Page 09: Momentum (First Moment)

MATH 3850; Adam Paper, Section 2; Smoothing out noisy gradients with exponential moving averages

PART A

The Idea: Average Out the Noise

Analogy: Weather forecasting.

Tomorrow's weather forecast isn't just today's temperature. It's a weighted blend: "90% of yesterday's forecast + 10% of today's actual temperature." This way, one weird cold day doesn't throw off the forecast. The average smooths out day-to-day noise.

Adam does the same thing with gradients:

Yesterday's forecast = previous momentum $m_{t-1}$
Today's temperature = current gradient $g_t$
90% old + 10% new = the exponential moving average (EMA)

PART B

The Formula: Exponential Moving Average (EMA)

$$m_t = \beta_1 \cdot m_{t-1} + (1 - \beta_1) \cdot g_t$$

$m_t$ The new smoothed gradient
("momentum" at step $t$)

$\beta_1 \cdot m_{t-1}$ 90% of the old average
("memory" of past gradients)

$(1 - \beta_1) \cdot g_t$ 10% of the new gradient
("today's observation")

$\beta_1 = 0.9$ The default. Higher = smoother
but slower to react to changes

$m_t$: The smoothed gradient (momentum) at timestep $t$; used in place of the raw noisy gradient
$m_{t-1}$: Previous step's momentum; carries forward the accumulated average direction
$g_t$: Raw stochastic gradient from the current minibatch; noisy but unbiased
$\beta_1$: Decay rate (default 0.9). Controls the tradeoff: higher = smoother average but slower to react to new info
$m_0 = 0$: Initialization; we start with no gradient history, which biases early estimates toward zero (fixed by bias correction on Page 11)

Why "exponential" moving average?

Because each past gradient's influence decays exponentially with time:

$g_t$ (current) gets weight $(1-\beta_1) = 0.1$
$g_{t-1}$ (1 step ago) gets weight $(1-\beta_1)\beta_1 = 0.1 \times 0.9 = 0.09$
$g_{t-2}$ (2 steps ago) gets weight $(1-\beta_1)\beta_1^2 = 0.1 \times 0.81 = 0.081$
$g_{t-10}$ (10 steps ago) gets weight $0.1 \times 0.9^{10} = 0.1 \times 0.35 = 0.035$
$g_{t-50}$ (50 steps ago) gets weight $0.1 \times 0.9^{50} \approx 0.0005$ (basically forgotten)

__________

### Given problem
Write out, verbatim, the portion of the momentum page that starts at the words "Because each past" and stops after the words "0.0005$ (basically forgotten)".

### Record extracts

__________

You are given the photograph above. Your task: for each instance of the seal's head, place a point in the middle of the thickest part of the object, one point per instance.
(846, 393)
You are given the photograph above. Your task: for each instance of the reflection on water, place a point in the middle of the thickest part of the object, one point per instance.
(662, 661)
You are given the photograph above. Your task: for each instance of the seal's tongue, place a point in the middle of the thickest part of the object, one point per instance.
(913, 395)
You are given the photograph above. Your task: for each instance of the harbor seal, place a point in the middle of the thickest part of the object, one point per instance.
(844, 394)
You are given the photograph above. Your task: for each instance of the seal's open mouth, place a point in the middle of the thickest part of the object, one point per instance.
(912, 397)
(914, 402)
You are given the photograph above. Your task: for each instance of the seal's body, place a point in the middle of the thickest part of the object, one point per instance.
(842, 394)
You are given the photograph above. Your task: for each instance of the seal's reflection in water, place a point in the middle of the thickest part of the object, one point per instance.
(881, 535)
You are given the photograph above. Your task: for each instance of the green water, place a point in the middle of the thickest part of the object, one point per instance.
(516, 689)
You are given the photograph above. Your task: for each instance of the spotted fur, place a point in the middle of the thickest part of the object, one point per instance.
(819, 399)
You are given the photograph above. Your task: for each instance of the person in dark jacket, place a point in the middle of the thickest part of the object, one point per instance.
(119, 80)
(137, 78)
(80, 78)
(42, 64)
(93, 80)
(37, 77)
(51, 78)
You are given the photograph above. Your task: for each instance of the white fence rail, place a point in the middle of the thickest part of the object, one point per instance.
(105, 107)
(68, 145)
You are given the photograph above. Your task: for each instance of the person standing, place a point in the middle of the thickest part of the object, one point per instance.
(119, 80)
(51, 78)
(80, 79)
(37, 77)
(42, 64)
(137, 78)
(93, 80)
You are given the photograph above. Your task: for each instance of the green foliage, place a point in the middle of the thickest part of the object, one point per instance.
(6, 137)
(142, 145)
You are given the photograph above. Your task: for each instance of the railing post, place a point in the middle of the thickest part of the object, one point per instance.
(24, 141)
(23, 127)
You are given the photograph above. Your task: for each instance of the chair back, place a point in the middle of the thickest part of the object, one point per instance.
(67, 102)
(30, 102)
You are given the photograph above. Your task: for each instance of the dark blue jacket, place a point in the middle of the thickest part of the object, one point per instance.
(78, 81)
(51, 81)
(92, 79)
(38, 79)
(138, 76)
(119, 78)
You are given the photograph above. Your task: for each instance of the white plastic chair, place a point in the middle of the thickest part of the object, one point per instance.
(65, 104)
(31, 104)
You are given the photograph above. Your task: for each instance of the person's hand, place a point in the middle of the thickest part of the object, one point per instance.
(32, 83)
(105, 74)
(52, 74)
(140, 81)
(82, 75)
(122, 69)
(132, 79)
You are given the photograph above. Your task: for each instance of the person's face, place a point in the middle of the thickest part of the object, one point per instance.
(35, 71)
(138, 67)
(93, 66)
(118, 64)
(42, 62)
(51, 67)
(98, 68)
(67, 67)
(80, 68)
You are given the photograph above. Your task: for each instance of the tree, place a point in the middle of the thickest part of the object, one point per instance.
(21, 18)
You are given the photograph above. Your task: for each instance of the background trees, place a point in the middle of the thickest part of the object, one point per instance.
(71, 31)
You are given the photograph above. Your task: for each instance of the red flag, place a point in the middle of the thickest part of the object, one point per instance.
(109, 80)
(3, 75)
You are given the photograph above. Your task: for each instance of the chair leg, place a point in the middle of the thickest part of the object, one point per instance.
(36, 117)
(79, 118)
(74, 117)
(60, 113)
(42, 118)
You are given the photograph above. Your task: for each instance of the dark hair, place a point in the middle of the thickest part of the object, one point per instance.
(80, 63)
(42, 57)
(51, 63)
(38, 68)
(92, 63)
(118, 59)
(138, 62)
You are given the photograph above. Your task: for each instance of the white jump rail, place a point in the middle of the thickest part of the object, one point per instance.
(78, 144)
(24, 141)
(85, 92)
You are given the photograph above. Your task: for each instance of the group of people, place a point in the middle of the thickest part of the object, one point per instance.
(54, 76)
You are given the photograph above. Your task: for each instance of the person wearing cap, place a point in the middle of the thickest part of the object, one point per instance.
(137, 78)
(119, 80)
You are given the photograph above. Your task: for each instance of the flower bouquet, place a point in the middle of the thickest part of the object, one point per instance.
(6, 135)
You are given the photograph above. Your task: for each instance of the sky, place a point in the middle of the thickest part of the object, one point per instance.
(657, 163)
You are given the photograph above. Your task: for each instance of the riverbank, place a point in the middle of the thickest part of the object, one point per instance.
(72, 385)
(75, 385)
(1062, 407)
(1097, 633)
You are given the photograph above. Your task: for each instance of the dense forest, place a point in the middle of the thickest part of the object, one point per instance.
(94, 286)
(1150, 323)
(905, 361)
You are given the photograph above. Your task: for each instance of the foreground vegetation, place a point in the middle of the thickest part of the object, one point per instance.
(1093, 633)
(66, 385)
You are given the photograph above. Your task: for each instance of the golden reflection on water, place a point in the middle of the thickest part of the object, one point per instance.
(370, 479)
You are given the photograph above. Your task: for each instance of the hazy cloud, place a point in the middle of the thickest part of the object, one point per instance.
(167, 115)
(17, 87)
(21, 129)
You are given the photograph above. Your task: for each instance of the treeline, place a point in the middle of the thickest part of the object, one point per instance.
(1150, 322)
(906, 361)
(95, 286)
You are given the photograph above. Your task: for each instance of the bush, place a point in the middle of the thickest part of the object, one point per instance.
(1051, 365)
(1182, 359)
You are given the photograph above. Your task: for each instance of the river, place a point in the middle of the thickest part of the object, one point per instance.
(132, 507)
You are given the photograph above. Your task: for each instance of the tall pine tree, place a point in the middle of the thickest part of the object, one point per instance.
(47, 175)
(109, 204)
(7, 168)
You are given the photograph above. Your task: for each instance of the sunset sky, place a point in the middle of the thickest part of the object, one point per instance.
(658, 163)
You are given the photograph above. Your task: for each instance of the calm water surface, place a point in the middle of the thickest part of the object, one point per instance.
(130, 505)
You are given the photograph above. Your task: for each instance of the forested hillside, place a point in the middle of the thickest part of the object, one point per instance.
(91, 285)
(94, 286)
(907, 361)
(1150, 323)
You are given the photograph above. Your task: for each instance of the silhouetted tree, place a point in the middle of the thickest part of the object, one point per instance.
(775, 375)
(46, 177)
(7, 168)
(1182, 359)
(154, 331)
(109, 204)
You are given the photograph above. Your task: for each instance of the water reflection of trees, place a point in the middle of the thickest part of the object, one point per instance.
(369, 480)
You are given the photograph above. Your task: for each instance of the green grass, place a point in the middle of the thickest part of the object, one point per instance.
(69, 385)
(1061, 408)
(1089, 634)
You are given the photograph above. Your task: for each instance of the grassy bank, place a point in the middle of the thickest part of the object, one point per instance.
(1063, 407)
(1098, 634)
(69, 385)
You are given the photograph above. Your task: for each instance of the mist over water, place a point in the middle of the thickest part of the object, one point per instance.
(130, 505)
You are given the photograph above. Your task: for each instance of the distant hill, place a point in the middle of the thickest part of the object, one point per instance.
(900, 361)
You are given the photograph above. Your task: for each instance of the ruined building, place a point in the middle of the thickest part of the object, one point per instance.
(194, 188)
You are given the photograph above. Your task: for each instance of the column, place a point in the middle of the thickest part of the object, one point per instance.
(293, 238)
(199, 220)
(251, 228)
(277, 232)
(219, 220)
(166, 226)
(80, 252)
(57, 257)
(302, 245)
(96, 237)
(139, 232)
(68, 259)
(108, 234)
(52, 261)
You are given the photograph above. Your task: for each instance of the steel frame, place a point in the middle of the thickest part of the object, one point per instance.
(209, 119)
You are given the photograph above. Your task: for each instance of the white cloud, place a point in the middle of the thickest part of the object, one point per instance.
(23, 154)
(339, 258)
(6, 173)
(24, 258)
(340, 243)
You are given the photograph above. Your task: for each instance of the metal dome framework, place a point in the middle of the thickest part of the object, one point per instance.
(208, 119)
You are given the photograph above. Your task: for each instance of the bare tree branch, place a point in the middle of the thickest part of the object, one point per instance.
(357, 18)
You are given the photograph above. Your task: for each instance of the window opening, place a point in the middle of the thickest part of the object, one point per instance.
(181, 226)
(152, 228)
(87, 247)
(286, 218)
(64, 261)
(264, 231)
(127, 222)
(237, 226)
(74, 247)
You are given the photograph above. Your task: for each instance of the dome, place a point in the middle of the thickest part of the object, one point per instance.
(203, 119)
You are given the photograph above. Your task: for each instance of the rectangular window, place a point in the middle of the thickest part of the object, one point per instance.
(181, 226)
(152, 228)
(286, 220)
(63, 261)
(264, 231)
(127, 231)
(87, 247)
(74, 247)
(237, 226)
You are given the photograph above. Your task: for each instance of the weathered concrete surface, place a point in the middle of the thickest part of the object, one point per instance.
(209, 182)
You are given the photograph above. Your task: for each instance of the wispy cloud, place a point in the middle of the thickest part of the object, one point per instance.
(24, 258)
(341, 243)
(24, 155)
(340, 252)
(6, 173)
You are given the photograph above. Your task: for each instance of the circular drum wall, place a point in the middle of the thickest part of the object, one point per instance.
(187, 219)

__________

### Solution
Because each past gradient's influence decays exponentially with time:

$g_t$ (current) gets weight $(1-\beta_1) = 0.1$
$g_{t-1}$ (1 step ago) gets weight $(1-\beta_1)\beta_1 = 0.1 \times 0.9 = 0.09$
$g_{t-2}$ (2 steps ago) gets weight $(1-\beta_1)\beta_1^2 = 0.1 \times 0.81 = 0.081$
$g_{t-10}$ (10 steps ago) gets weight $0.1 \times 0.9^{10} = 0.1 \times 0.35 = 0.035$
$g_{t-50}$ (50 steps ago) gets weight $0.1 \times 0.9^{50} \approx 0.0005$ (basically forgotten)